DO THIS: Filter the items below and keep every line containing the string "white". Matching is case-sensitive.

----

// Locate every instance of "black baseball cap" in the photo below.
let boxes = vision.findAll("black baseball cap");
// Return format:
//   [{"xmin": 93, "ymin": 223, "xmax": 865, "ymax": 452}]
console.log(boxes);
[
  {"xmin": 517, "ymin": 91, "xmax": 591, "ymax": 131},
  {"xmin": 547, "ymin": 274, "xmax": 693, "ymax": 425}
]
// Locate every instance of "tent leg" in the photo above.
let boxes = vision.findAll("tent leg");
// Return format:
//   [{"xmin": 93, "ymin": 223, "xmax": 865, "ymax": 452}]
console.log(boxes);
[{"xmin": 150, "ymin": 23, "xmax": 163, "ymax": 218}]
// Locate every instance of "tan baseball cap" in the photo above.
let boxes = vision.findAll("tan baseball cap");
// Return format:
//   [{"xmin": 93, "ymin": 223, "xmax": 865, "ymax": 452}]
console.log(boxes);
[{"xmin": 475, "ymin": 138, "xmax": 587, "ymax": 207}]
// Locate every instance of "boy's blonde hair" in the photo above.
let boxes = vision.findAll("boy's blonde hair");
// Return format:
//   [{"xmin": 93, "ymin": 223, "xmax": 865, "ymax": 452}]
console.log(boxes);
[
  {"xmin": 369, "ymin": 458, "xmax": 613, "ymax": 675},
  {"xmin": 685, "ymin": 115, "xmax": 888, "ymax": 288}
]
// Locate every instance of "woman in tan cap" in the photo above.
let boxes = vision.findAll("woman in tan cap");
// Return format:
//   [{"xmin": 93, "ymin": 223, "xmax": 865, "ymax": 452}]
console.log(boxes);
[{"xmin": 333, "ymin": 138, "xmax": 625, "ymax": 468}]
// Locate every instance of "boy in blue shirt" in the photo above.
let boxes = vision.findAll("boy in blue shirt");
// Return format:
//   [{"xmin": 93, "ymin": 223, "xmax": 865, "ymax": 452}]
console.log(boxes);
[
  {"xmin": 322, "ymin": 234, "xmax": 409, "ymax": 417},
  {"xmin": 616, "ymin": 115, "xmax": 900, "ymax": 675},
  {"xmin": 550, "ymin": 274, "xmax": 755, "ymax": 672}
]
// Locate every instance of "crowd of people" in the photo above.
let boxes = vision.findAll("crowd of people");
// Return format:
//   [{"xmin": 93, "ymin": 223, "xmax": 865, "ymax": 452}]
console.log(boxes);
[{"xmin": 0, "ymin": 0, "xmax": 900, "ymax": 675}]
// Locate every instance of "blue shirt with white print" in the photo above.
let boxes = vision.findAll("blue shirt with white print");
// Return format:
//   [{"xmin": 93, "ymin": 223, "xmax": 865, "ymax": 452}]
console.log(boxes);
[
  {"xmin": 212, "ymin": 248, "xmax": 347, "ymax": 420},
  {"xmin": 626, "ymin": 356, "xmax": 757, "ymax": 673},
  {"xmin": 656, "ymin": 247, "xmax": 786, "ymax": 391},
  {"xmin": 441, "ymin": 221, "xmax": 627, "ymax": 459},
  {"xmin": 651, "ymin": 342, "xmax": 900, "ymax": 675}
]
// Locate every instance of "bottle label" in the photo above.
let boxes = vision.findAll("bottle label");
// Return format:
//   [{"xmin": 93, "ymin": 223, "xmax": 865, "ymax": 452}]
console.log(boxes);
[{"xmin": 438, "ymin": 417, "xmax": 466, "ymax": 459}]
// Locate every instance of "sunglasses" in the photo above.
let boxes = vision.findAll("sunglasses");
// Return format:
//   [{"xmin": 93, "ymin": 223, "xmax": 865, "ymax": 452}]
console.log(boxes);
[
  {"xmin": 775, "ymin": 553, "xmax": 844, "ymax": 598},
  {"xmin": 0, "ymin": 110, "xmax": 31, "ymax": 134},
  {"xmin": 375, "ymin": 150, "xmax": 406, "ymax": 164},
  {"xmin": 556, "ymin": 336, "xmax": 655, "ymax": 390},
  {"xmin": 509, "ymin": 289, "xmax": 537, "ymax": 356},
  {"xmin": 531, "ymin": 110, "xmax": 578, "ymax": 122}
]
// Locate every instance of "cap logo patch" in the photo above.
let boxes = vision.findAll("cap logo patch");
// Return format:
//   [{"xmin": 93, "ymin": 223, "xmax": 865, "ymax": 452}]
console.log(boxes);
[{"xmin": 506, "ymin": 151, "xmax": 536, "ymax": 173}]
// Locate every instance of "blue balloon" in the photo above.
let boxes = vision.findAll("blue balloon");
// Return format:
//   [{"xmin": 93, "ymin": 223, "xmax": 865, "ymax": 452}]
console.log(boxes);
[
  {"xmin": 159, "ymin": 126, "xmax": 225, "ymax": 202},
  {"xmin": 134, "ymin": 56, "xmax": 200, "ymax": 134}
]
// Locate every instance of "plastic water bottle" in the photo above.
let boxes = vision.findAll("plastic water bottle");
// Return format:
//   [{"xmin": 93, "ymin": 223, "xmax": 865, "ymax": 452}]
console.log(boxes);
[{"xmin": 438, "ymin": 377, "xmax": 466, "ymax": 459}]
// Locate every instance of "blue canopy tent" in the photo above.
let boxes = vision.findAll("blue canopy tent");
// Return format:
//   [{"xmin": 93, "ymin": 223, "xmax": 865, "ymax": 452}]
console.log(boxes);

----

WRITTEN REPLY:
// Locate every instance of "blue shirt with white print" in the photo above.
let boxes = vision.findAll("blue shirt with white print");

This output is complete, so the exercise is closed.